> [PROBLEM REQUIREMENTS]: Extract each line of the entries below and copy it character for character.

(Pointing dataset records)
-- START --

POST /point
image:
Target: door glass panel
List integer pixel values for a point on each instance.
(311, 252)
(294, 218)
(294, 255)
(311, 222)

-- END --

> [ANSWER IN FULL]:
POST /point
image:
Target: door glass panel
List integer pixel values for a point on each instance.
(311, 252)
(294, 218)
(294, 255)
(311, 222)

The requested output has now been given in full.